[Coordinate annotation entries]
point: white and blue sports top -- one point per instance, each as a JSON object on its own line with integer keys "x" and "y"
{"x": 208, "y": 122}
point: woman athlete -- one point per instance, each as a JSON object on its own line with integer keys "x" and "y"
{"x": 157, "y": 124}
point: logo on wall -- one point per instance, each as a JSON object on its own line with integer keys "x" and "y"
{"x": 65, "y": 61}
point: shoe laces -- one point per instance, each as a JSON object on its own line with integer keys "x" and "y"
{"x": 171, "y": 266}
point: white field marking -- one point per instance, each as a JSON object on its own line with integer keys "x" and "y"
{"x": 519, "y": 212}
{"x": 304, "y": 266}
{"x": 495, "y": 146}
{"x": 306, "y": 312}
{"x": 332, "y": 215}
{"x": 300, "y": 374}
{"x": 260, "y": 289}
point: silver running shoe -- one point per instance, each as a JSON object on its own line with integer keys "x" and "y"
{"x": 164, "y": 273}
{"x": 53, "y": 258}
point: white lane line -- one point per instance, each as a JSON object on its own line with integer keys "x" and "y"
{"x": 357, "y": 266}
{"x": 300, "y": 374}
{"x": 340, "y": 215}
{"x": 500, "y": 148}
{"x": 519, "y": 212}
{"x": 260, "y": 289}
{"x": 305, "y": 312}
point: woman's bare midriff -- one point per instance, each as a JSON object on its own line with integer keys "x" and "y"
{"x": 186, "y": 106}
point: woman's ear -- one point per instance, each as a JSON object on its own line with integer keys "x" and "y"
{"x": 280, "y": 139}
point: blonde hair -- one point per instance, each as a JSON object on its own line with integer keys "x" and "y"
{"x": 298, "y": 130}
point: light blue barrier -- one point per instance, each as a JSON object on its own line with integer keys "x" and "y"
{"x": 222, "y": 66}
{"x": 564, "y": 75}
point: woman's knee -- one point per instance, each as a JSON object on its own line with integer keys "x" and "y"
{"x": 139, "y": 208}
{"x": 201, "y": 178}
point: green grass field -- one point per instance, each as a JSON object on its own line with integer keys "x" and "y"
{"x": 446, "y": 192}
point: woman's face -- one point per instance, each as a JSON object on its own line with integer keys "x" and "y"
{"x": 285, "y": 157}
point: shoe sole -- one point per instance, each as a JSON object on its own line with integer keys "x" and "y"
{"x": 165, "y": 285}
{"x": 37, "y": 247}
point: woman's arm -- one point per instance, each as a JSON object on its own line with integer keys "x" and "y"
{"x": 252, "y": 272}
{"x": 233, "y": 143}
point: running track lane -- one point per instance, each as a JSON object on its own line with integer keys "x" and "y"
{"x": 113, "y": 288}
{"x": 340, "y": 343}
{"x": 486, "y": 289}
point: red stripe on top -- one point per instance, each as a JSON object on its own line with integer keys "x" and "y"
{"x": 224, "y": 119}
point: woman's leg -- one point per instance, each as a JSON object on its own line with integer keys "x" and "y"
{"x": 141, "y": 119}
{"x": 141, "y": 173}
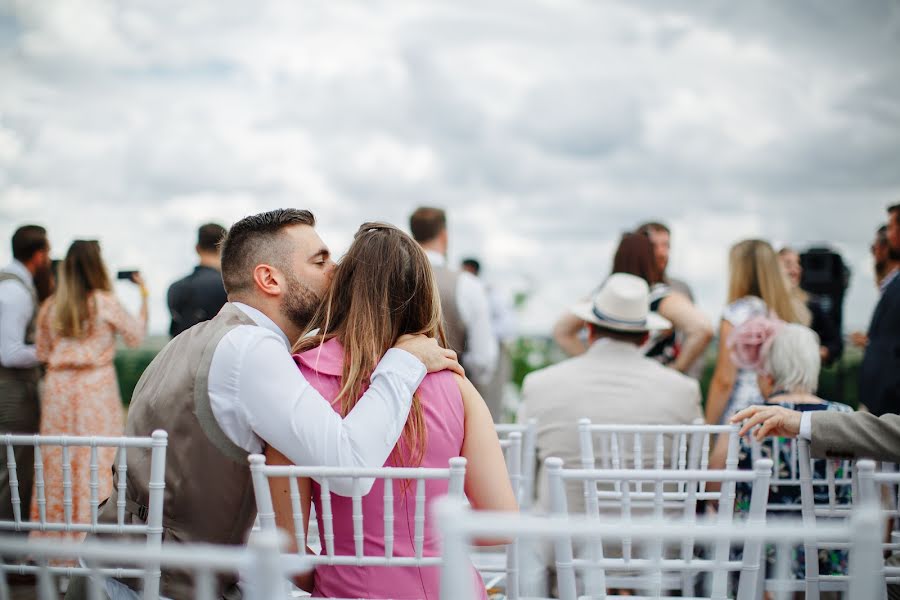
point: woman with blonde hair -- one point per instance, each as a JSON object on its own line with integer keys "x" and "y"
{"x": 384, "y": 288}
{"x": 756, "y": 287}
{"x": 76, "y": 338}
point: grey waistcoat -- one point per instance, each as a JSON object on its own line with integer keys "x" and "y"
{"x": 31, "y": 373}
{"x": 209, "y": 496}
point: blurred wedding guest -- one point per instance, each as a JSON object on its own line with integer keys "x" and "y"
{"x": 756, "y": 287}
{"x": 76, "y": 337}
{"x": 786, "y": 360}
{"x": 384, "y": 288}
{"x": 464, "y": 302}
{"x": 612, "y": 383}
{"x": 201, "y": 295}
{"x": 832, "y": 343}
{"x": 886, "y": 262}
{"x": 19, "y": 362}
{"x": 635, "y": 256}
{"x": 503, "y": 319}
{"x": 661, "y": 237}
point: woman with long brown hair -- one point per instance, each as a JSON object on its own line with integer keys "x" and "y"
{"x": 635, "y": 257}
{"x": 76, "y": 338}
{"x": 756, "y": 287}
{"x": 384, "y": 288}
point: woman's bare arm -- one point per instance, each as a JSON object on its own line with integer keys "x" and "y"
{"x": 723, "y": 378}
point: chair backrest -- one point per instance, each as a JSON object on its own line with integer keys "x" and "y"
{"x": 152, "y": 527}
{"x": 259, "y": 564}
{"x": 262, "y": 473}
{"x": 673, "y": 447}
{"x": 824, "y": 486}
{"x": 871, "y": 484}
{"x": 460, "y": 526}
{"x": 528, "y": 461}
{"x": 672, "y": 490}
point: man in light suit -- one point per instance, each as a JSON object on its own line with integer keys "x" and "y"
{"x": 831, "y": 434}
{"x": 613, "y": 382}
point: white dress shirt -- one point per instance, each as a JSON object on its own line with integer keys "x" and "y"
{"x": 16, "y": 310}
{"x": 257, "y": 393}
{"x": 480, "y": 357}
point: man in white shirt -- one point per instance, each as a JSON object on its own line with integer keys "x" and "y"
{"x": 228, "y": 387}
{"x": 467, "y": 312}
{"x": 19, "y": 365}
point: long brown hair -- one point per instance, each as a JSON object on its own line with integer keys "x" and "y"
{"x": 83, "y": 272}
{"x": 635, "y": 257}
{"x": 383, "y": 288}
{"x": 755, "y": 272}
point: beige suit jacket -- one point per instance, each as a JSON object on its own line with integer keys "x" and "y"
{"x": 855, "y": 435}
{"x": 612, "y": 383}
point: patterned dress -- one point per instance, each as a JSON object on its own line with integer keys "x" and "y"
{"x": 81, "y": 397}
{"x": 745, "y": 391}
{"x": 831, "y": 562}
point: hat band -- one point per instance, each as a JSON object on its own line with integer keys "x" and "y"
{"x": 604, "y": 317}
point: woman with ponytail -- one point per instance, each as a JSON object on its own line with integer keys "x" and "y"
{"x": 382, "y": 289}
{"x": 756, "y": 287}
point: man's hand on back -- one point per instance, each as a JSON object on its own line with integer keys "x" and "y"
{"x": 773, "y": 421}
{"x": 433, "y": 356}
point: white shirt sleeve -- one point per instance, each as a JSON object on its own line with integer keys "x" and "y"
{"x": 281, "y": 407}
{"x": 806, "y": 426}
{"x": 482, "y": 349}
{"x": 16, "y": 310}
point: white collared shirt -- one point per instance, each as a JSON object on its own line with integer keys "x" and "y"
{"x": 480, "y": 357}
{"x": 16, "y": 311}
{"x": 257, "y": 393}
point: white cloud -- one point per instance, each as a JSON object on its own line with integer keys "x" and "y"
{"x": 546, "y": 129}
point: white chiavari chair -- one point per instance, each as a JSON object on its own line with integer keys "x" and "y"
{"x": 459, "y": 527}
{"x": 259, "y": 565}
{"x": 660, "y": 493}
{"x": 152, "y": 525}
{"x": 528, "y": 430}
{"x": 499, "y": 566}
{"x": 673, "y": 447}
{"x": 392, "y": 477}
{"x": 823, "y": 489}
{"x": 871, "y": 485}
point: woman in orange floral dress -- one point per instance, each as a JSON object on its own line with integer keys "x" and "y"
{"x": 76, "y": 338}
* * *
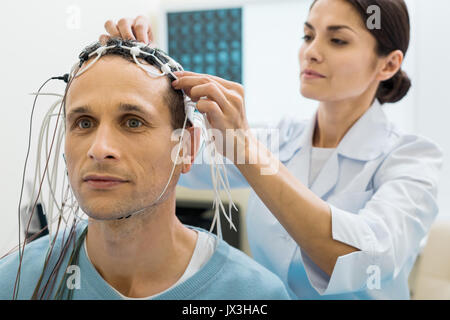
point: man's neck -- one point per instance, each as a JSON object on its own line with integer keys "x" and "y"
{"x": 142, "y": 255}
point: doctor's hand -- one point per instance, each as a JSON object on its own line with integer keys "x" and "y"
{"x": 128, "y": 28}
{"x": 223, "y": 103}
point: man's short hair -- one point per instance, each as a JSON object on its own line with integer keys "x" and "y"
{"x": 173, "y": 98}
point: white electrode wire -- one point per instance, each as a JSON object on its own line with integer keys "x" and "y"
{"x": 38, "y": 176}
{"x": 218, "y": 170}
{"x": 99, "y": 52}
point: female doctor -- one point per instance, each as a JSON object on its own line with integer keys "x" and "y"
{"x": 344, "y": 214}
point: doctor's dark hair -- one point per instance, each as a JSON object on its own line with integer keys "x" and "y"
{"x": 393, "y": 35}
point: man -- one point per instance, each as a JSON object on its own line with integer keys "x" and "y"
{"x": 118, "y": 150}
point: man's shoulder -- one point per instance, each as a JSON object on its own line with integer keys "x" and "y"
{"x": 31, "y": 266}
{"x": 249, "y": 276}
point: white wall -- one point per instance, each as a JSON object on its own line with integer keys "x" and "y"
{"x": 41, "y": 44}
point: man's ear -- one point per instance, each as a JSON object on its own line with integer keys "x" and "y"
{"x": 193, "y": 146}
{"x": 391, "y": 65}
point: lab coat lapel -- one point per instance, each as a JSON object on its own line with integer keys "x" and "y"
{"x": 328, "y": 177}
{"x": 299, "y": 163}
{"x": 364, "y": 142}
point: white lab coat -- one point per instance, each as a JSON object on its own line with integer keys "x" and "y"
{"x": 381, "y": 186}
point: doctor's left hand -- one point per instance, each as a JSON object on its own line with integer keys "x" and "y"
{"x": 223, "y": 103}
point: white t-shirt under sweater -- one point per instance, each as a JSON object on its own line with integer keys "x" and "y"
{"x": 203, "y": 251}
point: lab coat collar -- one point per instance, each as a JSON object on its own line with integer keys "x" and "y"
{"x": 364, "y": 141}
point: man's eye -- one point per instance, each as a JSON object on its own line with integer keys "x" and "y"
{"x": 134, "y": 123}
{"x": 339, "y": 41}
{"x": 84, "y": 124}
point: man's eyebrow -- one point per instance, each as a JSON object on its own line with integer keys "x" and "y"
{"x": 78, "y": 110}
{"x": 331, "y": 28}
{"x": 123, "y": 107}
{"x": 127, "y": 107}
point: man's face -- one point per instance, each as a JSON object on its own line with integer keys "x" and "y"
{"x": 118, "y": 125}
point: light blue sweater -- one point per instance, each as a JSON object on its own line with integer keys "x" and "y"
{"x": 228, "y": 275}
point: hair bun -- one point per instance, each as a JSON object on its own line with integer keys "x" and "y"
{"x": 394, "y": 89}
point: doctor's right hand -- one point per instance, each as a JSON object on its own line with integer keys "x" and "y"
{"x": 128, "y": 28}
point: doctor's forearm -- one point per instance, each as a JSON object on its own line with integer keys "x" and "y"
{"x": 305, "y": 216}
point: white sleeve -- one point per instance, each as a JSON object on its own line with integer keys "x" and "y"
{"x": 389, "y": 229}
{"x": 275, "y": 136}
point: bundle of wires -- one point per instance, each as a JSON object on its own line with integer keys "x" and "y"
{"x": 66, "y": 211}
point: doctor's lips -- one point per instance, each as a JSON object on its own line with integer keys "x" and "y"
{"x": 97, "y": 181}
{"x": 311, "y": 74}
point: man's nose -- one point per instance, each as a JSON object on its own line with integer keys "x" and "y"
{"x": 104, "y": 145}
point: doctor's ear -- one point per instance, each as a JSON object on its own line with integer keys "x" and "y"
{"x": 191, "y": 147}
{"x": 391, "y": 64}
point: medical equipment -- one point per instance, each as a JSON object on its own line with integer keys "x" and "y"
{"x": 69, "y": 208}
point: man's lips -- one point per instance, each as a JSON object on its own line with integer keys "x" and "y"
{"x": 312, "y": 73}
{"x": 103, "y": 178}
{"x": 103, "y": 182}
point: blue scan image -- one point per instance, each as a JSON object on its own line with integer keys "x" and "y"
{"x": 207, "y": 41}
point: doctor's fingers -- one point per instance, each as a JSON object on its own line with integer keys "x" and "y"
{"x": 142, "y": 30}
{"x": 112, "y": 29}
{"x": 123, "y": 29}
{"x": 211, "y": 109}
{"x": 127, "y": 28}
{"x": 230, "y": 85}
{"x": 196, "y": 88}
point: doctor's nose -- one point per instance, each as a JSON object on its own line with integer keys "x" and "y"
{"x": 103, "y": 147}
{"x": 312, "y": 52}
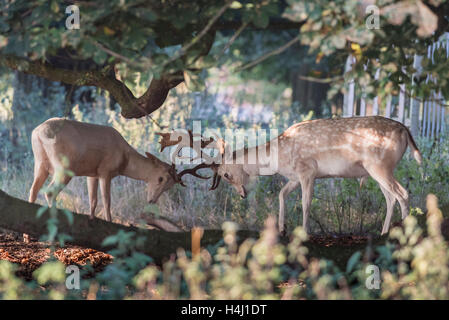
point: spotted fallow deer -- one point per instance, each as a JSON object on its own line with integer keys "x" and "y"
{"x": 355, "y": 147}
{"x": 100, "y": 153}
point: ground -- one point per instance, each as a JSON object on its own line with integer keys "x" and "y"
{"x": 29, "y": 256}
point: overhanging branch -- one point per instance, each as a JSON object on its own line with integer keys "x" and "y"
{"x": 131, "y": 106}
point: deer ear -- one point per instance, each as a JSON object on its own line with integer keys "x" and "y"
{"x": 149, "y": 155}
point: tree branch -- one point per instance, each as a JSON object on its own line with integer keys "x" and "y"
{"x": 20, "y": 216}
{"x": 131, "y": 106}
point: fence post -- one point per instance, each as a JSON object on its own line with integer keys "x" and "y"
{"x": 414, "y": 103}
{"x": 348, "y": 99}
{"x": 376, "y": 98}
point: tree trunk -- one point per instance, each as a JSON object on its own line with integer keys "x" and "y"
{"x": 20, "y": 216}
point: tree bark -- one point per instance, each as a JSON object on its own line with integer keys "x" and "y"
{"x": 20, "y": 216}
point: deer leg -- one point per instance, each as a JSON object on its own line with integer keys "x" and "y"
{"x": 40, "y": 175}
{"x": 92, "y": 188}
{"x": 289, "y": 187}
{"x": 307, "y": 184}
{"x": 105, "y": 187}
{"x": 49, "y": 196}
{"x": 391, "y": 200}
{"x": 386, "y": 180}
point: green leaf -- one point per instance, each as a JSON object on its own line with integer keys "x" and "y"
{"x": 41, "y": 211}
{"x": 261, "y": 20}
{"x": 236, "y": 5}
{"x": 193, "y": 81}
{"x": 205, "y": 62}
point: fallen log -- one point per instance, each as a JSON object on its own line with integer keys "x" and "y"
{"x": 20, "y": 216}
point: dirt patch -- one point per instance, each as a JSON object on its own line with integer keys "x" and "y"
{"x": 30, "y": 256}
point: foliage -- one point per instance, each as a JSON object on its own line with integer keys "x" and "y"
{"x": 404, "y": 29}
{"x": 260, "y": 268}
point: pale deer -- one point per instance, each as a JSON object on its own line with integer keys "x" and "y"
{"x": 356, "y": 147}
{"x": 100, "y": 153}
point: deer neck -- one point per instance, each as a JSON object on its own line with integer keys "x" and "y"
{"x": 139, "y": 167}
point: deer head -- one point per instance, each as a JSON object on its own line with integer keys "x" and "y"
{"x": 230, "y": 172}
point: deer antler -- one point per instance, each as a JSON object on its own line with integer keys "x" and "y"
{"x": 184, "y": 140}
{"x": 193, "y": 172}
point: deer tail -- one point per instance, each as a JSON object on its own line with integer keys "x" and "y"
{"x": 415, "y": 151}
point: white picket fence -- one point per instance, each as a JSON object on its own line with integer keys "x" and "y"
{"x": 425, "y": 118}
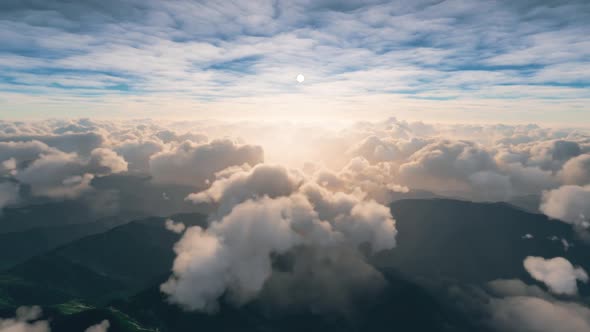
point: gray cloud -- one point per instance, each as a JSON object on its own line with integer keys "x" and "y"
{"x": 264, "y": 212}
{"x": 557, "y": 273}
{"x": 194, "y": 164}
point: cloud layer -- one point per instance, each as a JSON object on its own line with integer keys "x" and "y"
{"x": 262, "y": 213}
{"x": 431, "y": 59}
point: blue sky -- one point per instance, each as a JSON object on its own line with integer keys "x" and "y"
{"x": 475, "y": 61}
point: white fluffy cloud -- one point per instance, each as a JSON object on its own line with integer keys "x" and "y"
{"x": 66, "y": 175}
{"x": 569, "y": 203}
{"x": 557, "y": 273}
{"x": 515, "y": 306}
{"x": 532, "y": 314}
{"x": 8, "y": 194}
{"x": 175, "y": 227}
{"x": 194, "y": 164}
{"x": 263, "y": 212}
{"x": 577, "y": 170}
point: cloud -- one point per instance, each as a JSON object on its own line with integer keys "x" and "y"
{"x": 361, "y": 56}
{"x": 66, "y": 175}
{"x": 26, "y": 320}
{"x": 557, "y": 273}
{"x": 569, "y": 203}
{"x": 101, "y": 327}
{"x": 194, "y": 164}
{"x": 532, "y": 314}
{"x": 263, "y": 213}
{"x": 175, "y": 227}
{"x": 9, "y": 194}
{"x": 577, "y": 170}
==
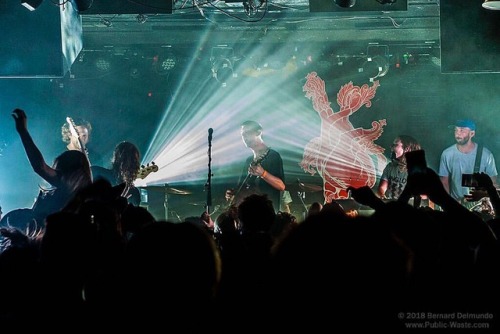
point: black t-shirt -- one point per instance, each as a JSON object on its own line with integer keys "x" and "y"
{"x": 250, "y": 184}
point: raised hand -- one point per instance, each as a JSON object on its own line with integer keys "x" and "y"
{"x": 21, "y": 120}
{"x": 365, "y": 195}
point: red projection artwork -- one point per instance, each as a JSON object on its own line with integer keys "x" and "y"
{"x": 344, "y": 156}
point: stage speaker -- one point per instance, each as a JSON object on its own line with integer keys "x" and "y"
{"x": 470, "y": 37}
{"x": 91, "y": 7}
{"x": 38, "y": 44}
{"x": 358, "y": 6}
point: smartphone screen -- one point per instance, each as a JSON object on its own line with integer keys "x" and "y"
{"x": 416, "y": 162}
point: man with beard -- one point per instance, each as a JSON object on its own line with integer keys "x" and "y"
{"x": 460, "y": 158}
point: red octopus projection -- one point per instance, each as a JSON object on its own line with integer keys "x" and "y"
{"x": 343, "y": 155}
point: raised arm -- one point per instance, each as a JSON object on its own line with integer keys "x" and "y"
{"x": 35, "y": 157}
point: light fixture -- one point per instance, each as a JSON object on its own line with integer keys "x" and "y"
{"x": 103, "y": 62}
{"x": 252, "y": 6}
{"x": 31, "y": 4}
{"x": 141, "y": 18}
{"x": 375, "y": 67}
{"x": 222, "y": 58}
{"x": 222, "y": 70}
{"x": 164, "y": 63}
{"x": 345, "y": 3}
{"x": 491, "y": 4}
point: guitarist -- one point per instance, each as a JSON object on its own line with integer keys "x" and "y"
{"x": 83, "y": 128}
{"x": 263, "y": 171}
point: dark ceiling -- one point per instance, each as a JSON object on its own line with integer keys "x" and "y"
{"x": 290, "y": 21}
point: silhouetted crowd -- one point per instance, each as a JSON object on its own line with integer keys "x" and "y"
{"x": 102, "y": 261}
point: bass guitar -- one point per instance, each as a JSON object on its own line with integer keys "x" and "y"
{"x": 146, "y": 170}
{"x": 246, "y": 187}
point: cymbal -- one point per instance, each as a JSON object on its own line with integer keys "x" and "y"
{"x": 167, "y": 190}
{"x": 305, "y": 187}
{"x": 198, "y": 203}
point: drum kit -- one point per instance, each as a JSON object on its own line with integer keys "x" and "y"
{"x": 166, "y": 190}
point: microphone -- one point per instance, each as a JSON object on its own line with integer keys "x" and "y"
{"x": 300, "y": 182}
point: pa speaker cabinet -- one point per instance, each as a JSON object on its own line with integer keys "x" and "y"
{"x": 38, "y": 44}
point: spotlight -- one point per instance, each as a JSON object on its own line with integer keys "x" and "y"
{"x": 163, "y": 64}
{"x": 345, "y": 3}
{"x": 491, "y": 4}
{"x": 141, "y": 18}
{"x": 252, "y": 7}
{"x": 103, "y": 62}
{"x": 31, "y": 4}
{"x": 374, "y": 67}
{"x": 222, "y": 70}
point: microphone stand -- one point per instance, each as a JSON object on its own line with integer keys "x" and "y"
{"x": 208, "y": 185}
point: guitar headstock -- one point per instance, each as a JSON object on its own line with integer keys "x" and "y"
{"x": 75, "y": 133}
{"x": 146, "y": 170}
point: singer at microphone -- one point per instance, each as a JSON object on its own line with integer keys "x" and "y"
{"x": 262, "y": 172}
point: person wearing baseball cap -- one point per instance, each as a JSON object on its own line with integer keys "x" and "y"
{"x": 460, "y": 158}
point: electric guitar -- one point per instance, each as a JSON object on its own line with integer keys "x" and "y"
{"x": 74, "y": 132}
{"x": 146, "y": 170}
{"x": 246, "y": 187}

## EXERCISE PROMPT
Pick out every line in the items above that contains the word "shoe" and copy each of those lines in full.

## CORRECT RESPONSE
point: shoe laces -- one point per instance, each as a JSON object on its own line with integer keys "x" and "y"
point: silver running shoe -- one point per instance, each as a JSON object on its own line with integer keys "x" and "y"
point: shoe sole -- one point per instance, each as a JSON object on its own line with integer keys "x" and "y"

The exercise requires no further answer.